§ SOURCE DOCUMENT:

== Segment start ==

On Tuesday, Michelle Obama announced a new marketing ban on junk food and sugary drinks in schools across the U.S., hoping to break the associations of learning and unhealthy eating. Accompanying this announcement, and widely touted as a victory for the "Let’s Move!" campaign Obama began four years ago, was a study showing childhood obesity rates had fallen 43 percent over the last 10 years.

But don’t put this news in the win column just yet. The Centers for Disease Control and Prevention show that, by 2012, childhood obesity had more than doubled in children and tripled in adolescents in the last 30 years. The new study upholds this bleak picture, finding that 17 percent of all children between 2 and 19 years old are obese — otherwise old news from a public health perspective, but when paired with more hopeful-sounding statistics, makes childhood obesity seem to be slowly melting away. The truth is, it’s not.

Even the researchers behind the study agree the problem isn’t even close to solved. “Overall, there have been no significant changes in obesity prevalence in youth or adults between 2003-2004 and 2011-2012,” they wrote. “Obesity prevalence remains high and thus it is important to continue surveillance.”

Despite the news coming straight from the horse’s mouth, the reported focus was narrow — concentrating only on the slim 2- to 5-year-old age group, from two years ago. And while that age group acts as a strong predictor for obesity later in life, the razor-thin band of children makes up a tiny fraction of the entire population. Broadly speaking, obesity rates in the U.S. have never been higher. Some 35 percent of adults are obese.

== Segment end ==

§ EXERCISE SET:
a: Using the obesity article, answer each question on its own line, marked (i), (ii) and (iii).
(i) By what percent did childhood obesity rates fall over the last 10 years, according to the study released with the announcement?
(ii) What percentage of children between 2 and 19 years old are obese, according to the new study?
(iii) What share of U.S. adults are obese?
b: Reproduce the obesity article between "On Tuesday, Michelle" and "last 10 years.", inclusive.
c: Summarize the obesity article in two sentences.

§ RECORDS PROVIDED:
== Segment start ==

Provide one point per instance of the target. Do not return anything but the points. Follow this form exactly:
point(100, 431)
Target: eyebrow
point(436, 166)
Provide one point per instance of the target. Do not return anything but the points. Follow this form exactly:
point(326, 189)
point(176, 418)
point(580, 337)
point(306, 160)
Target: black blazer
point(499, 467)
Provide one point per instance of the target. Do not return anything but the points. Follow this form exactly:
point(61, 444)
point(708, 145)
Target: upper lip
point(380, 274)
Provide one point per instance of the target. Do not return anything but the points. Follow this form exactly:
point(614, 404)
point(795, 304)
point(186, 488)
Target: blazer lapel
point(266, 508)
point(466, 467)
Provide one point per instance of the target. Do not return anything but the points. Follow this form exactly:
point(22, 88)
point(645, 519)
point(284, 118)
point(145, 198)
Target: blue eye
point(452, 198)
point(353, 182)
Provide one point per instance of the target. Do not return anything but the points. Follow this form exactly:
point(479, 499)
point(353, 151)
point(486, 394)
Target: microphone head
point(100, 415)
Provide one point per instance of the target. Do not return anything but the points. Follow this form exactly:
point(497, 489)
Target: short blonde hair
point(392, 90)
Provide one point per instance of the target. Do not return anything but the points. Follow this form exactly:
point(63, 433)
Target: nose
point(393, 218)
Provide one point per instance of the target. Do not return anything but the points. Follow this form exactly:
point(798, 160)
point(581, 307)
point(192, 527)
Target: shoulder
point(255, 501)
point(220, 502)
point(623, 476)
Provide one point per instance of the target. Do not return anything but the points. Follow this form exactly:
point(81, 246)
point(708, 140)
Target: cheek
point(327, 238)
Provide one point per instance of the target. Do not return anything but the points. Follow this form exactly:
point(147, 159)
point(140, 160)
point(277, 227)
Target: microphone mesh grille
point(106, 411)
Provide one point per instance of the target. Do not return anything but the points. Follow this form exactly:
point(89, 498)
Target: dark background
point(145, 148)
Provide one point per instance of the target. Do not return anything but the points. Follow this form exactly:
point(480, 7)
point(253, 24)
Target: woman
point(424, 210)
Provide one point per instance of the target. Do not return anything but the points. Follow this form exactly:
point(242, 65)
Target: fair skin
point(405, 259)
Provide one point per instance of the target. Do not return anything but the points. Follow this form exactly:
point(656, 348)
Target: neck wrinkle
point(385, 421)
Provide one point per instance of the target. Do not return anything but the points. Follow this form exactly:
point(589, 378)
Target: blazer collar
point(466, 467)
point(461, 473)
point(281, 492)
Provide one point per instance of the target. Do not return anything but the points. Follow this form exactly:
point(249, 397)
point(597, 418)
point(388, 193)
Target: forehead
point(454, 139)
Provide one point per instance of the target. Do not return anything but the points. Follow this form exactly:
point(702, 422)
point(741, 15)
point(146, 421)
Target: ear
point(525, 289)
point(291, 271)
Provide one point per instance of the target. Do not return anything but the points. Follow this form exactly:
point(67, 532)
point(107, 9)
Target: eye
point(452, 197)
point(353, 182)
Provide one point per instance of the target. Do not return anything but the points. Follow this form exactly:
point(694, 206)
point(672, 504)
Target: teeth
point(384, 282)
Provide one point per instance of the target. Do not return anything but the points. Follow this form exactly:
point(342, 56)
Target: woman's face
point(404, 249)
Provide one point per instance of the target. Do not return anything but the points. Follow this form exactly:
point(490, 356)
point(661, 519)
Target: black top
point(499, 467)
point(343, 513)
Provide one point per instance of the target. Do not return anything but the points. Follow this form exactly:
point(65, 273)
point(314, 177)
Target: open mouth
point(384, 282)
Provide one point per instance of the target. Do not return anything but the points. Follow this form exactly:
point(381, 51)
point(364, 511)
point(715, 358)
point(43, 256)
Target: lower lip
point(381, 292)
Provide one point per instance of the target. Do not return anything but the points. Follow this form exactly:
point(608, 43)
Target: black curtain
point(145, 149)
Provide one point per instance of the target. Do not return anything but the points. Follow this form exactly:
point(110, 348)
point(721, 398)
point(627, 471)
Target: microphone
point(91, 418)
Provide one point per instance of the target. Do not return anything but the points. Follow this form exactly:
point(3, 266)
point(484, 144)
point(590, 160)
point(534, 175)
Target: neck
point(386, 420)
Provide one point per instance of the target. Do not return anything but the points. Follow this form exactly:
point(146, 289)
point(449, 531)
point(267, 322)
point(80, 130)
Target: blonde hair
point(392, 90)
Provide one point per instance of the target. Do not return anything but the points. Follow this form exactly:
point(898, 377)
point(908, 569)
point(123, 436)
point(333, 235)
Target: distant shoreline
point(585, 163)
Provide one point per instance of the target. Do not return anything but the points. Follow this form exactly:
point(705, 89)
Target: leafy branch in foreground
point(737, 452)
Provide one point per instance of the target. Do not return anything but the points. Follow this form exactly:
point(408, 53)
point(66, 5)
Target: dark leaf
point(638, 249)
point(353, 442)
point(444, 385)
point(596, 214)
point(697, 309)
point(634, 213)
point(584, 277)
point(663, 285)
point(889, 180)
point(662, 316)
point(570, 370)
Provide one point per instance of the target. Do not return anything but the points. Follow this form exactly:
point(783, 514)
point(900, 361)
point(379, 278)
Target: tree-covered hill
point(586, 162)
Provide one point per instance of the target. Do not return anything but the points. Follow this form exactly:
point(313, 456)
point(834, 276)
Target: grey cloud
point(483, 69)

== Segment end ==

§ RESPONSES TO THE TASKS:
a:
(i) 43 percent
(ii) 17 percent
(iii) Some 35 percent

b:
On Tuesday, Michelle Obama announced a new marketing ban on junk food and sugary drinks in schools across the U.S., hoping to break the associations of learning and unhealthy eating. Accompanying this announcement, and widely touted as a victory for the "Let’s Move!" campaign Obama began four years ago, was a study showing childhood obesity rates had fallen 43 percent over the last 10 years.

c: Michelle Obama announced a ban on marketing junk food and sugary drinks in U.S. schools, alongside a study reporting that childhood obesity rates had fallen 43 percent over 10 years. The decline covered only the narrow 2- to 5-year-old group, and the researchers themselves found no significant change in overall obesity prevalence from 2003-2004 to 2011-2012, with rates in the U.S. never higher.